What to do:
Copy out, unchanged, the stretch of the material below from the line containing "Highlight young man." through the line containing "left=141, top=16, right=272, bottom=155".
>>>
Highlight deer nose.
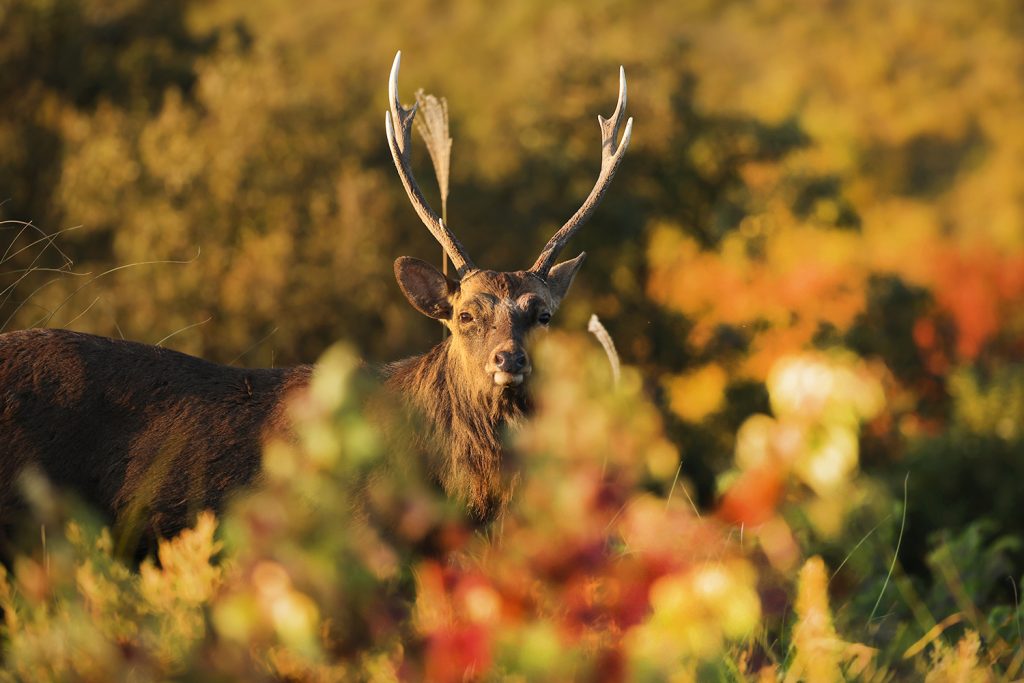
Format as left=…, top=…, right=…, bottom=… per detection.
left=495, top=351, right=526, bottom=374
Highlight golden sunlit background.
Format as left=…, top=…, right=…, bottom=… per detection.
left=0, top=0, right=1024, bottom=681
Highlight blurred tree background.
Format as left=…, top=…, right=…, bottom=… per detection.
left=0, top=0, right=1024, bottom=671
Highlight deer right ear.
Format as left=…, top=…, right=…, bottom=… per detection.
left=394, top=256, right=459, bottom=321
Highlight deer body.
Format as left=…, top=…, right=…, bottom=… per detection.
left=0, top=330, right=311, bottom=536
left=0, top=53, right=633, bottom=550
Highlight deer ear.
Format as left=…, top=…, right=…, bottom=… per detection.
left=548, top=252, right=587, bottom=303
left=394, top=256, right=459, bottom=321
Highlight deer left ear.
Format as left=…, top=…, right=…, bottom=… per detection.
left=548, top=252, right=587, bottom=303
left=394, top=256, right=459, bottom=321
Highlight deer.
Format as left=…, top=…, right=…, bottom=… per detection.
left=0, top=51, right=633, bottom=557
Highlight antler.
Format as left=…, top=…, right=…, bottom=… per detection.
left=384, top=50, right=476, bottom=276
left=529, top=67, right=633, bottom=278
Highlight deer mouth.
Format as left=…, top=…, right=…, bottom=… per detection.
left=495, top=370, right=526, bottom=387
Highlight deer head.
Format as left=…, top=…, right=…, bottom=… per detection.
left=385, top=52, right=633, bottom=401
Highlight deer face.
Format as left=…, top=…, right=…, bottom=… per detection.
left=384, top=52, right=633, bottom=394
left=394, top=254, right=586, bottom=393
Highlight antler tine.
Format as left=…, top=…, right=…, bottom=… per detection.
left=529, top=67, right=633, bottom=278
left=384, top=50, right=476, bottom=276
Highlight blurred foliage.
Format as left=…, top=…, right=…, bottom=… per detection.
left=0, top=0, right=1024, bottom=681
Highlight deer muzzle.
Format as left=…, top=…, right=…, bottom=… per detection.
left=487, top=349, right=532, bottom=387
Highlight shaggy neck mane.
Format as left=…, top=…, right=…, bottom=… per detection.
left=384, top=337, right=529, bottom=520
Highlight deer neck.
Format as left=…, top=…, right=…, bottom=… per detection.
left=385, top=337, right=529, bottom=519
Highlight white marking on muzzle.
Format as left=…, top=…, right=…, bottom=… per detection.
left=495, top=370, right=522, bottom=386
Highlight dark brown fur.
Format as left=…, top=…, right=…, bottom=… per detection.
left=0, top=257, right=583, bottom=541
left=0, top=330, right=311, bottom=548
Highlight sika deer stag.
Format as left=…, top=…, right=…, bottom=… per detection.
left=0, top=52, right=633, bottom=538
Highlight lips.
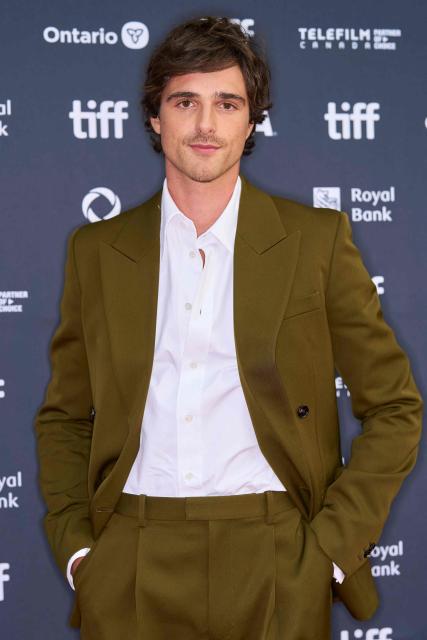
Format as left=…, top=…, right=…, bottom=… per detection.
left=190, top=144, right=219, bottom=149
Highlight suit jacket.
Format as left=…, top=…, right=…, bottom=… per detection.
left=35, top=174, right=423, bottom=626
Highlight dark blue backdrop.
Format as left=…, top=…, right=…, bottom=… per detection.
left=0, top=0, right=427, bottom=640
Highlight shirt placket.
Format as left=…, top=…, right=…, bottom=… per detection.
left=176, top=228, right=215, bottom=495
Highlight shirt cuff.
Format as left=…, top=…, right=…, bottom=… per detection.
left=67, top=547, right=90, bottom=591
left=332, top=562, right=345, bottom=584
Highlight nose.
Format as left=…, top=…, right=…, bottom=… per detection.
left=196, top=104, right=216, bottom=135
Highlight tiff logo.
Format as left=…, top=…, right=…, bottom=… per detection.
left=68, top=100, right=129, bottom=140
left=340, top=627, right=393, bottom=640
left=324, top=102, right=380, bottom=140
left=0, top=562, right=10, bottom=602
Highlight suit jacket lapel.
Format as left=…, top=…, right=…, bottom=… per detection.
left=99, top=174, right=306, bottom=506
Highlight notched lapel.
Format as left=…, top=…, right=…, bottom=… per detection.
left=234, top=179, right=307, bottom=500
left=99, top=192, right=161, bottom=426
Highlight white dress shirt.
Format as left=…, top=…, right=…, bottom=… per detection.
left=67, top=176, right=344, bottom=588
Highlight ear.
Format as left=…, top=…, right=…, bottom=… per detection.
left=246, top=122, right=255, bottom=140
left=150, top=116, right=160, bottom=134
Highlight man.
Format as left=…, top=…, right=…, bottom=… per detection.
left=36, top=17, right=423, bottom=640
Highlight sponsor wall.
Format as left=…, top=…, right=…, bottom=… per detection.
left=0, top=0, right=427, bottom=640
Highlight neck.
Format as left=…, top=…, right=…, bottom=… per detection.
left=166, top=163, right=239, bottom=236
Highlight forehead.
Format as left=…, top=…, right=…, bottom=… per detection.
left=162, top=65, right=247, bottom=98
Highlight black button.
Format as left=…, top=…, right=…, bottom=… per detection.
left=297, top=404, right=310, bottom=418
left=363, top=542, right=377, bottom=558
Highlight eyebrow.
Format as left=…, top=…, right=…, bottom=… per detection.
left=166, top=91, right=246, bottom=104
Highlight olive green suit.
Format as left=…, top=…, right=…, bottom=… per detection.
left=35, top=174, right=423, bottom=632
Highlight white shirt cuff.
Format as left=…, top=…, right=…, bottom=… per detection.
left=67, top=547, right=90, bottom=590
left=332, top=562, right=345, bottom=584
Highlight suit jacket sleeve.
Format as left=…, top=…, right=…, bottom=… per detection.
left=311, top=213, right=423, bottom=576
left=35, top=229, right=94, bottom=575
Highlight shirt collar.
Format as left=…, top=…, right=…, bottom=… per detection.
left=160, top=176, right=242, bottom=256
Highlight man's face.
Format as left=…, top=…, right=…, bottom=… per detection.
left=150, top=65, right=254, bottom=182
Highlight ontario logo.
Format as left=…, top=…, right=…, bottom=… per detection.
left=43, top=20, right=150, bottom=49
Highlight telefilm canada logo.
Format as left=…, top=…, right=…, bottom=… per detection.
left=82, top=187, right=122, bottom=222
left=298, top=27, right=402, bottom=51
left=0, top=471, right=22, bottom=511
left=43, top=20, right=150, bottom=49
left=313, top=185, right=396, bottom=222
left=0, top=291, right=28, bottom=313
left=323, top=101, right=380, bottom=140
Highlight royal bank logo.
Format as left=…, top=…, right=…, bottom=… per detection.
left=255, top=109, right=277, bottom=138
left=323, top=102, right=380, bottom=140
left=313, top=185, right=396, bottom=222
left=298, top=26, right=402, bottom=51
left=313, top=187, right=341, bottom=211
left=335, top=376, right=350, bottom=398
left=0, top=471, right=22, bottom=511
left=0, top=291, right=28, bottom=313
left=0, top=99, right=12, bottom=138
left=0, top=562, right=10, bottom=602
left=229, top=18, right=255, bottom=37
left=369, top=540, right=404, bottom=578
left=82, top=187, right=122, bottom=222
left=68, top=100, right=129, bottom=140
left=43, top=20, right=150, bottom=49
left=340, top=627, right=393, bottom=640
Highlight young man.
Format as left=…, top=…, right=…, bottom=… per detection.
left=36, top=17, right=423, bottom=640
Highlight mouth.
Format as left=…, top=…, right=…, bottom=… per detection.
left=190, top=144, right=220, bottom=155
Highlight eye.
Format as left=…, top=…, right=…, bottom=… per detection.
left=177, top=98, right=192, bottom=109
left=222, top=102, right=237, bottom=111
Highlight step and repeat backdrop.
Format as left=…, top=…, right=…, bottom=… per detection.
left=0, top=0, right=427, bottom=640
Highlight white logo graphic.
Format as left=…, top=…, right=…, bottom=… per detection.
left=313, top=187, right=341, bottom=211
left=68, top=100, right=129, bottom=140
left=0, top=100, right=12, bottom=138
left=298, top=27, right=402, bottom=51
left=313, top=186, right=396, bottom=222
left=370, top=540, right=403, bottom=578
left=371, top=276, right=385, bottom=296
left=0, top=471, right=22, bottom=509
left=255, top=110, right=277, bottom=138
left=335, top=376, right=350, bottom=398
left=340, top=627, right=393, bottom=640
left=0, top=291, right=28, bottom=313
left=121, top=21, right=149, bottom=49
left=82, top=187, right=121, bottom=222
left=43, top=21, right=149, bottom=49
left=230, top=18, right=255, bottom=36
left=0, top=562, right=10, bottom=602
left=324, top=102, right=380, bottom=140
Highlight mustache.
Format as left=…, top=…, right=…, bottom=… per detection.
left=188, top=138, right=223, bottom=147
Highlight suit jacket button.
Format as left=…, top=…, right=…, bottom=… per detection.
left=297, top=404, right=310, bottom=418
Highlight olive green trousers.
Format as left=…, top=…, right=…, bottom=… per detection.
left=74, top=491, right=333, bottom=640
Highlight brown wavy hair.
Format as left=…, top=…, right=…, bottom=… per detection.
left=141, top=16, right=272, bottom=155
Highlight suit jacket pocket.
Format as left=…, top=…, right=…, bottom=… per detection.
left=283, top=290, right=321, bottom=320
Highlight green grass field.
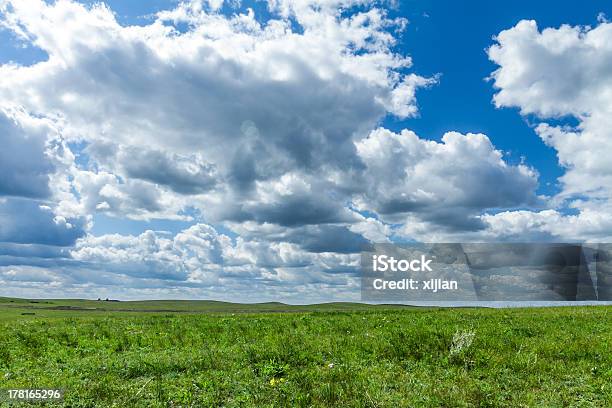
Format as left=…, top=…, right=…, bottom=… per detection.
left=0, top=298, right=612, bottom=407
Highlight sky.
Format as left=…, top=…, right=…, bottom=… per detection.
left=0, top=0, right=612, bottom=303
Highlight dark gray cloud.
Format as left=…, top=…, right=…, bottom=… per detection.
left=0, top=198, right=85, bottom=246
left=0, top=110, right=54, bottom=198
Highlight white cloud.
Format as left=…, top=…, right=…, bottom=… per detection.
left=0, top=0, right=560, bottom=298
left=487, top=19, right=612, bottom=239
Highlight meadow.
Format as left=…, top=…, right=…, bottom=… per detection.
left=0, top=298, right=612, bottom=407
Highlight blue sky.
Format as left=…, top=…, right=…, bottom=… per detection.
left=0, top=0, right=612, bottom=300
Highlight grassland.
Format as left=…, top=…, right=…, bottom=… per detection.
left=0, top=298, right=612, bottom=407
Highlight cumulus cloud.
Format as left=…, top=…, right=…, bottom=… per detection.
left=0, top=0, right=556, bottom=297
left=357, top=129, right=540, bottom=230
left=487, top=19, right=612, bottom=240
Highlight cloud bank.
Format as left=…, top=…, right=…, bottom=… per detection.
left=0, top=0, right=612, bottom=302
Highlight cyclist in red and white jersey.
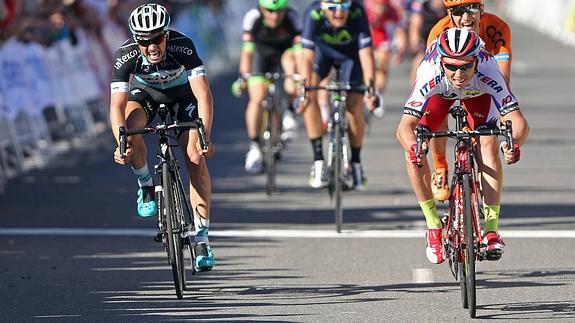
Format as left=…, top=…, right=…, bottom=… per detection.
left=397, top=28, right=529, bottom=263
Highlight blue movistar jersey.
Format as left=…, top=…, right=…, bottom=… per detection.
left=111, top=30, right=206, bottom=92
left=302, top=1, right=371, bottom=57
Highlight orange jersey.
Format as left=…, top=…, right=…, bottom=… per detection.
left=427, top=12, right=511, bottom=61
<<<
Correct answer:
Highlight young man.
Format as left=…, top=…, right=…, bottom=… per detection.
left=36, top=17, right=423, bottom=640
Highlight mouth.
Format as left=…, top=…, right=…, bottom=… per detection.
left=190, top=144, right=220, bottom=155
Highlight eye.
Format as left=…, top=…, right=…, bottom=… per detection.
left=177, top=98, right=192, bottom=109
left=222, top=102, right=237, bottom=111
Highlight step and repeat backdrop.
Format as left=…, top=…, right=…, bottom=… per detection.
left=0, top=0, right=427, bottom=640
Highlight white logo graphic.
Format as left=…, top=…, right=…, bottom=… per detection.
left=313, top=187, right=341, bottom=211
left=68, top=100, right=129, bottom=140
left=0, top=100, right=12, bottom=138
left=298, top=27, right=402, bottom=51
left=313, top=186, right=396, bottom=222
left=370, top=540, right=403, bottom=578
left=371, top=276, right=385, bottom=296
left=0, top=471, right=22, bottom=509
left=255, top=110, right=277, bottom=138
left=335, top=376, right=350, bottom=398
left=340, top=627, right=393, bottom=640
left=0, top=291, right=28, bottom=313
left=121, top=21, right=149, bottom=49
left=82, top=187, right=121, bottom=222
left=43, top=21, right=149, bottom=49
left=230, top=18, right=255, bottom=36
left=0, top=562, right=10, bottom=602
left=324, top=102, right=380, bottom=140
Highlight mustache.
Format as left=…, top=…, right=…, bottom=… per detection.
left=188, top=138, right=223, bottom=147
Highlight suit jacket button.
Format as left=…, top=…, right=…, bottom=… per detection.
left=297, top=404, right=310, bottom=418
Highlight olive green trousers.
Format as left=…, top=…, right=…, bottom=… per detection.
left=74, top=491, right=333, bottom=640
Highlight brown wavy hair.
Format as left=…, top=…, right=…, bottom=… per detection.
left=141, top=16, right=272, bottom=155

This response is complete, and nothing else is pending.